» **Instructions to follow**:
Your answer should repeat every line of the records below in which the word "each" appears.

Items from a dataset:
┌──

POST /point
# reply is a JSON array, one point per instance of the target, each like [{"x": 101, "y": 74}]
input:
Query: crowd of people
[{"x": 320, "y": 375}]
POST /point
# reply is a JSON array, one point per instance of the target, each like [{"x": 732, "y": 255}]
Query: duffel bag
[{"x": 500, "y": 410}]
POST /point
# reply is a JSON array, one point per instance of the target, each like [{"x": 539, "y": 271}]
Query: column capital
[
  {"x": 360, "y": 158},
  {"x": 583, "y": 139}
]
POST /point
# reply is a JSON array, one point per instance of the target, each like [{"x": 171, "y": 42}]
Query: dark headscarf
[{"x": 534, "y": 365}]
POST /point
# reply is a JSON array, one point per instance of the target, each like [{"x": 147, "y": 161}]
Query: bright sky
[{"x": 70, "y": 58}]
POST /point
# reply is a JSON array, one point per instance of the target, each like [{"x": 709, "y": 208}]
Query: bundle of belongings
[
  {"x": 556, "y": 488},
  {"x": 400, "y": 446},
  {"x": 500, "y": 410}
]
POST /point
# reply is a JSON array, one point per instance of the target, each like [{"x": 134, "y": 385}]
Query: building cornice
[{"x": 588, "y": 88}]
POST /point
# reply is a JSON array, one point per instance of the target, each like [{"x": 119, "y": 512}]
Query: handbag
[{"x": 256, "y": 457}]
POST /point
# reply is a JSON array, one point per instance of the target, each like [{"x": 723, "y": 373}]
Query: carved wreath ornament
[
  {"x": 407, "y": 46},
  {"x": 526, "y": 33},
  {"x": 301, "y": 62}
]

└──

» **Answer section**:
# reply is a JSON array, one point per instance of the target, each like [{"x": 101, "y": 74}]
# reply is a JSON array, one point per instance of the target, each like [{"x": 732, "y": 255}]
# reply is a JSON array, one point per instance of the target, each like [{"x": 539, "y": 271}]
# reply is a JSON array, one point per instance of the target, each like [{"x": 171, "y": 42}]
# reply is a JSON array, one point per instance of the target, each like [{"x": 147, "y": 161}]
# reply is a JSON array, one point per instance of the target, each like [{"x": 709, "y": 208}]
# reply is a JSON array, one point per instance of the target, each like [{"x": 134, "y": 385}]
# reply is a JSON array, one point per instance of the target, each like [{"x": 119, "y": 512}]
# reply is a JSON array, one point per instance of the target, each like [{"x": 723, "y": 373}]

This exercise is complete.